* Task goal: Rewrite these lines with "girl" changed to "child" and nothing else altered. Omit the pictures from your answer.

* Raw data:
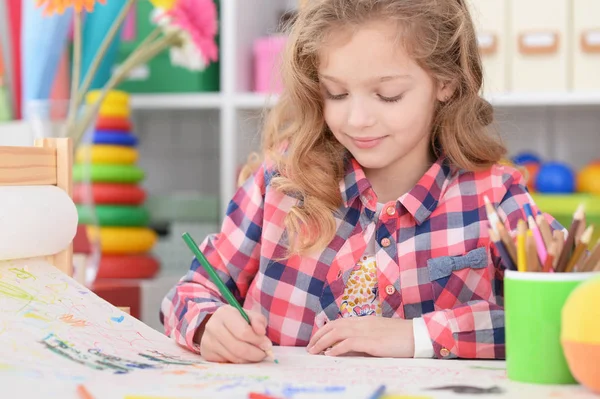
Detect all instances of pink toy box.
[254,35,287,94]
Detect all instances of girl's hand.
[200,305,273,363]
[308,316,415,357]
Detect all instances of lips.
[350,137,385,148]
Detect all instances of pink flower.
[165,0,219,64]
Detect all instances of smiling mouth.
[350,136,385,148]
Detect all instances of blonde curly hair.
[240,0,506,254]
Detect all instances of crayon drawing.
[0,259,593,399]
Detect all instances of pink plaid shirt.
[161,153,562,359]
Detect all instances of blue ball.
[535,162,576,194]
[512,152,542,165]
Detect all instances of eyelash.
[325,91,404,103]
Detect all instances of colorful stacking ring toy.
[92,132,137,147]
[85,90,129,107]
[98,103,131,118]
[96,115,132,132]
[94,129,131,134]
[77,205,150,227]
[73,183,146,205]
[73,164,144,184]
[87,225,158,255]
[96,255,160,278]
[75,144,138,165]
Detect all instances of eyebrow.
[319,74,412,84]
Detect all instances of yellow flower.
[36,0,106,15]
[150,0,177,11]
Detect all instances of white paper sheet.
[0,259,596,399]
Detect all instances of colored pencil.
[565,226,594,273]
[182,233,279,363]
[369,385,385,399]
[517,219,527,272]
[582,238,600,272]
[496,221,517,270]
[248,392,278,399]
[552,230,565,270]
[535,215,552,249]
[556,204,584,272]
[523,204,533,219]
[542,241,556,273]
[525,230,542,272]
[489,229,517,270]
[527,216,548,265]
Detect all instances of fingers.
[308,322,336,352]
[216,326,267,363]
[325,337,369,356]
[248,312,267,335]
[308,328,348,355]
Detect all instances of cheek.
[380,101,432,133]
[323,102,344,134]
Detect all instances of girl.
[161,0,561,363]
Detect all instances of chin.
[352,151,391,169]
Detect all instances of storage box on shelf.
[112,0,600,225]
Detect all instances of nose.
[347,97,375,129]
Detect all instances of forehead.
[319,21,416,79]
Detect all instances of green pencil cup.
[504,270,598,385]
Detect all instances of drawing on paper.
[0,260,592,399]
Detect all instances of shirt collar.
[340,155,453,224]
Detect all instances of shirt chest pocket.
[427,247,492,310]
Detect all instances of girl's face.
[318,21,450,174]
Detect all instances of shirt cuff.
[412,317,434,358]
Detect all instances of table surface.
[274,347,600,399]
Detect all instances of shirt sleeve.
[412,317,433,358]
[423,166,565,359]
[160,162,265,352]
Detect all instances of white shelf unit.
[125,0,600,222]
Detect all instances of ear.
[436,82,456,103]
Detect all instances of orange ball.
[577,162,600,195]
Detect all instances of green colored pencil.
[181,233,279,363]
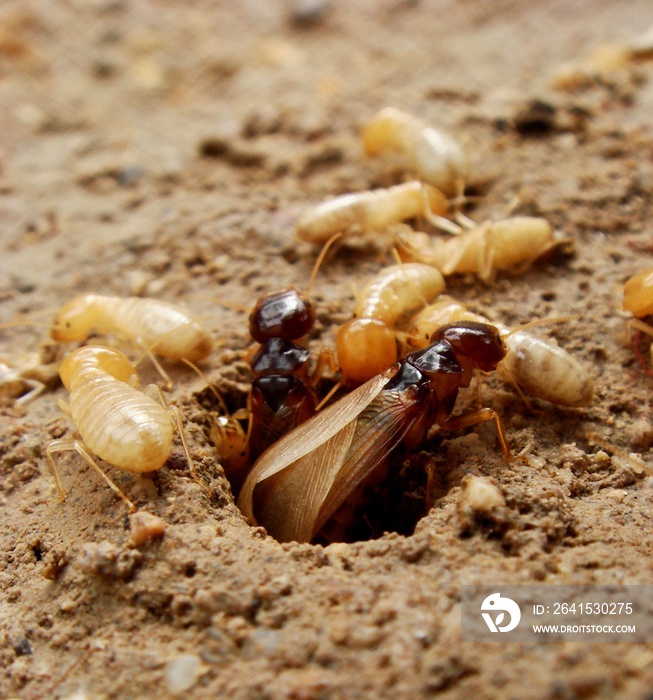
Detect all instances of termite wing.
[238,322,510,542]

* Exercise response:
Detect all instances of pink toy box.
[254,35,287,94]
Detect all instances of child's hand.
[200,305,273,363]
[308,316,415,357]
Detect all instances of lips.
[350,137,385,148]
Detect all instances of pink flower.
[165,0,219,64]
Detect all instances of smiling mouth.
[350,136,385,148]
Detect all instances of blonde curly hair.
[240,0,506,254]
Detect all instances of crayon drawing.
[0,259,593,399]
Detect all instances of pink plaid shirt.
[161,153,562,359]
Detect all instances of blue ball.
[535,162,576,194]
[512,152,542,165]
Detect all instances of eyelash.
[325,91,404,103]
Detect all instances of colorful stacking ring toy.
[92,132,137,147]
[85,90,129,107]
[98,103,131,118]
[96,115,132,132]
[94,129,131,134]
[77,205,150,227]
[73,183,146,205]
[73,164,144,184]
[87,225,158,255]
[96,255,160,278]
[75,144,138,165]
Detect all instances of eyebrow.
[319,74,412,84]
Detect all instances of yellow flower.
[36,0,106,15]
[150,0,177,11]
Detect all instances of white paper sheet.
[0,259,596,399]
Detect all instances of colored pencil.
[565,226,594,273]
[182,233,279,363]
[369,385,385,399]
[517,219,527,272]
[582,238,600,272]
[496,221,517,270]
[248,392,278,399]
[552,230,565,270]
[535,215,552,249]
[556,204,584,272]
[523,204,533,219]
[542,241,556,273]
[525,230,542,272]
[489,229,517,270]
[527,216,548,265]
Detect all instances of fingers.
[308,322,336,352]
[216,326,267,363]
[325,337,369,356]
[248,312,267,335]
[308,328,348,355]
Detect all instances of cheek.
[380,101,432,133]
[323,102,344,134]
Detect all instances of child.
[161,0,561,363]
Detect all instances of chin.
[352,151,391,169]
Detect all instances of storage box on shelf.
[112,0,600,225]
Detect all instances of nose.
[347,97,375,129]
Detect all instances of forehead.
[319,21,416,79]
Detect all instances of green pencil cup.
[504,270,598,385]
Detect all instances of drawing on paper.
[0,260,592,399]
Detect all instances of shirt collar.
[340,155,453,224]
Detect all instances of shirt chest pocket.
[427,247,492,310]
Detect all instances of child's face.
[318,21,450,174]
Detect all instances of shirt cuff.
[412,317,434,358]
Detect all instances of table surface.
[274,347,600,399]
Detect all instances of shirt sleeve.
[412,317,433,358]
[423,166,565,359]
[160,162,265,352]
Detect all instances of white shelf unit.
[125,0,600,222]
Detect all instances of ear.
[436,82,456,103]
Detect all instances of orange ball.
[577,162,600,195]
Detect all instances of green colored pencil.
[181,233,279,363]
Detect all instances of termite wing.
[238,322,510,542]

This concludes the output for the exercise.